■ EXERCISE ■
Copy the data from the line that contains "Pin the cloud" through the line that contains "(1070, 147)", swapping "gravel path" for "stone path" and changing nothing else.

>> start DATA ENTRIES

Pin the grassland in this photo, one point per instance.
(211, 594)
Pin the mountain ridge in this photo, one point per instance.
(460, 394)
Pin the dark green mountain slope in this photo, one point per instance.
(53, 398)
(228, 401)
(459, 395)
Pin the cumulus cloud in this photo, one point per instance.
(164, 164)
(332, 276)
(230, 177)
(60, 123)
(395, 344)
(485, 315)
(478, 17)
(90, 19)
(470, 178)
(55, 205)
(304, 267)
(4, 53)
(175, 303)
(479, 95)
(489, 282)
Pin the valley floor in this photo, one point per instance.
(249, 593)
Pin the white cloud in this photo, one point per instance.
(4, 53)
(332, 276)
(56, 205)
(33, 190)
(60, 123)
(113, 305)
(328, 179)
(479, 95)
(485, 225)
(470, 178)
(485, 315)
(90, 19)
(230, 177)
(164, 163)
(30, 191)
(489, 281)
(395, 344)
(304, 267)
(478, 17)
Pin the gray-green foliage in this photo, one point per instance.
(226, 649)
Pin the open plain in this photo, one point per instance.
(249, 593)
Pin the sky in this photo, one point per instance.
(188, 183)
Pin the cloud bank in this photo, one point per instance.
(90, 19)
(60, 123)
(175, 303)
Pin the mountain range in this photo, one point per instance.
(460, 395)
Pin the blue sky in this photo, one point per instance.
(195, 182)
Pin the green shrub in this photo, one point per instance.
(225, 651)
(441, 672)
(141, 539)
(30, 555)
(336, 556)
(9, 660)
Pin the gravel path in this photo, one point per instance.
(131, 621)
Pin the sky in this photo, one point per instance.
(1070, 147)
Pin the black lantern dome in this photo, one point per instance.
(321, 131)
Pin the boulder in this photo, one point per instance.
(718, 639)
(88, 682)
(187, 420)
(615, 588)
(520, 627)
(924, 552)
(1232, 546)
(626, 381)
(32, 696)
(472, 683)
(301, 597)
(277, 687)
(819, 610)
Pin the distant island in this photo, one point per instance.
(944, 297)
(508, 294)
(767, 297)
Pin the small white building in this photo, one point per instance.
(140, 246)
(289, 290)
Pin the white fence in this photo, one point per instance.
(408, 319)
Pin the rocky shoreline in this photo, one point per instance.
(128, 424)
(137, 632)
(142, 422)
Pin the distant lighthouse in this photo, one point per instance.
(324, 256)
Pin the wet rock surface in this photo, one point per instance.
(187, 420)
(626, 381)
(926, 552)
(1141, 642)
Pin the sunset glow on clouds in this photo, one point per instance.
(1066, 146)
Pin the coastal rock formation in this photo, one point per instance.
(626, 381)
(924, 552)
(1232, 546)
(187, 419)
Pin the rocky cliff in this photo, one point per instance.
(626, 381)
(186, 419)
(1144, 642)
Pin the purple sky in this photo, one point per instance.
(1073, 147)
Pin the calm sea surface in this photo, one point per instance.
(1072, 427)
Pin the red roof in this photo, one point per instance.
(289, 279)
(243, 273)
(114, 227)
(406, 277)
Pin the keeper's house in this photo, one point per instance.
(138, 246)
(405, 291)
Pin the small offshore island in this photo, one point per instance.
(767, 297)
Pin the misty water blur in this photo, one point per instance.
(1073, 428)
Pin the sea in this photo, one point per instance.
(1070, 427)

>> end DATA ENTRIES

■ SOLUTION TO THIS TASK ■
Pin the cloud bank in this photo, one point per instance.
(90, 19)
(60, 123)
(175, 303)
Pin the mountain range in this photo, one point per instance.
(460, 395)
Pin the blue sky in this photo, one point per instance.
(195, 182)
Pin the green shrub in this photo, one point per instance.
(225, 651)
(441, 672)
(141, 539)
(30, 555)
(336, 556)
(9, 660)
Pin the stone path in this photo, one point per instance.
(131, 621)
Pin the sky in this photo, one point per instance.
(1070, 147)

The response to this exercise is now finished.